* Exercises *
A: From the WVSU enrollment article below, reproduce the stretch from "The Register-Herald, Beckley, West" through "432 on Friday.".
B: Please condense the paragraph of the WVSU enrollment article that begins "Since Hemphill took office" into one shorter sentence, keeping its main facts.
C: List every person named in the WVSU enrollment article.

* Extract to read *
╭──

The Register-Herald, Beckley, West Virginia

September 3, 2013

WVSU reports higher enrollment

By Jessica Farrish
Register-Herald Reporter

— For the first time in three years, fall enrollment at West Virginia State University has surged, increasing nearly 50 percent from fall enrollment a year ago, WVSU officials reported Friday.

The institution is also under the new leadership of Dr. Brian Hemphill, who began serving as president of the university one year ago.

Numbers of entering freshman soared from 291 last year to 432 on Friday.

“We have done a lot more outreach to let prospective students and their families know about the opportunities available at West Virginia State University,” said Katherine McCarthy, vice president for Enrollment Management and Student Affairs at WVSU. “We have also hosted a number of events designed to bring students to campus, and we have made great strides in getting financial aid packages out in a timely manner.”

WVSU Board Member Tom Susman credited Hemphill’s vision for WVSU as one of the major components of the increased admissions.

Since Hemphill took office, improvements have been made to campus infrastructure and research funding at WVSU has skyrocketed from $1.5 million secured over the past 12 years to $14.5 million last year, Hemphill’s first year as president.

“What we’ve seen (from Hemphill) is a drive to really make the university student-centered and academically challenging, but at the same time we’re seeing growth,” said Susman. “If you would’ve seen the university three years ago versus the university today, it’s an amazing difference.

“It’s a team approach,” he added. “We have a great faculty and staff, but he’s enabled people to facilitate that kind of movement.”

WVSU, a historically black college, was established by the 1890 Morrill Land Grant Act to promote access to higher education and application of research to meeting state needs.

WVSU, along with West Virginia University, is one of two land grant universities in the state. Land grant institutions were created to teach branches of learning associated with agriculture and mechanical arts.

“A part of the (goals) as a land grant university is the ability to engage in meaningful research, and not just for the sake of research, but research that leads to business development and potential patents,” said Hemphill. “We have to make sure we’re engaging in research, just making a difference for the state and beyond.”

WVSU currently employs Dr. Barbara Leidl, a professor who recently published a book that outlines her research on pathogen-resistant tomatoes — research that can be used to increase disease-resistant crops in the state.

Another professor is researching mine reclamation, he added.

╰──

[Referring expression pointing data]
╭──

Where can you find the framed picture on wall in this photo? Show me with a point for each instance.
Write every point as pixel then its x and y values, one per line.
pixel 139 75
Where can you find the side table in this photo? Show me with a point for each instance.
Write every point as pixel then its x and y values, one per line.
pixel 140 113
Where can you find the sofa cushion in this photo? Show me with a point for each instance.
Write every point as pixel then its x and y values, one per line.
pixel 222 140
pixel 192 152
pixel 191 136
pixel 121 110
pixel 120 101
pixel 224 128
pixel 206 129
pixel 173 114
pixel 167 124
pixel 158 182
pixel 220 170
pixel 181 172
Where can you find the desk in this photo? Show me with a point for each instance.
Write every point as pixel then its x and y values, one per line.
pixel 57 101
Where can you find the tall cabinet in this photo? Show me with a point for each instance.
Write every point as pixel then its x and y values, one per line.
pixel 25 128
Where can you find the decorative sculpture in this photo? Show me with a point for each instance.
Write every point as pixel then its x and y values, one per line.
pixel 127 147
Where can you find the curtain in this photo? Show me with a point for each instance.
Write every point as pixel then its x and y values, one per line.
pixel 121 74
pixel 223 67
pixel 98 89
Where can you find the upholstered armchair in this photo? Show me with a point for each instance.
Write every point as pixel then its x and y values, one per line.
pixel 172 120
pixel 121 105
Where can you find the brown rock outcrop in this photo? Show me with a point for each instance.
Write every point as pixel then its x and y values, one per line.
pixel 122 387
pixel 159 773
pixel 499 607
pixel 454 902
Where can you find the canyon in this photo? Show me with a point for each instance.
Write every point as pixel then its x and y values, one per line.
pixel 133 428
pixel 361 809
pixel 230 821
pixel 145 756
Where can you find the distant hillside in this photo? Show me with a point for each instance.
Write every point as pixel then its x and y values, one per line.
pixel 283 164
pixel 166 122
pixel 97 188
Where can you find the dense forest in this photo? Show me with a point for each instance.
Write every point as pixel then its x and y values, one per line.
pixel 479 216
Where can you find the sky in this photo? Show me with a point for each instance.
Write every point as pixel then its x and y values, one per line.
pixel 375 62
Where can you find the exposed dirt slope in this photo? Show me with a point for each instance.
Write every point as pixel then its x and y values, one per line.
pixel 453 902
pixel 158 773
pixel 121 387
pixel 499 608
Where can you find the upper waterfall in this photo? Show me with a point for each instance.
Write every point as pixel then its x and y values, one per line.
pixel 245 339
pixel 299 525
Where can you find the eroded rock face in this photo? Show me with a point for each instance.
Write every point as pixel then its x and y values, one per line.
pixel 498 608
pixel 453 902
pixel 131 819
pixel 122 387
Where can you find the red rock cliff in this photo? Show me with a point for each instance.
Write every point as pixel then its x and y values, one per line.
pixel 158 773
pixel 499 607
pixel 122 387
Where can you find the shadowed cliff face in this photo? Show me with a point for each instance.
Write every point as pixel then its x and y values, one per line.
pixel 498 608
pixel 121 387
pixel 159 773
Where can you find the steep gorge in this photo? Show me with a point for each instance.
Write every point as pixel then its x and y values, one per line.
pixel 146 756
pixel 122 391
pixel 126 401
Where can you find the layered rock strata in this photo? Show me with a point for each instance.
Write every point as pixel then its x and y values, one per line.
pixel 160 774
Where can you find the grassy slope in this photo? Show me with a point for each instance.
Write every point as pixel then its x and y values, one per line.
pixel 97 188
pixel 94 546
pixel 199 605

╰──

* Responses to the exercise *
A:
The Register-Herald, Beckley, West Virginia

September 3, 2013

WVSU reports higher enrollment

By Jessica Farrish
Register-Herald Reporter

— For the first time in three years, fall enrollment at West Virginia State University has surged, increasing nearly 50 percent from fall enrollment a year ago, WVSU officials reported Friday.

The institution is also under the new leadership of Dr. Brian Hemphill, who began serving as president of the university one year ago.

Numbers of entering freshman soared from 291 last year to 432 on Friday.

B: Under Hemphill, campus infrastructure has improved and research funding jumped from $1.5 million secured over the past 12 years to $14.5 million in his first year as president.

C:
- Jessica Farrish
- Brian Hemphill
- Katherine McCarthy
- Tom Susman
- Barbara Leidl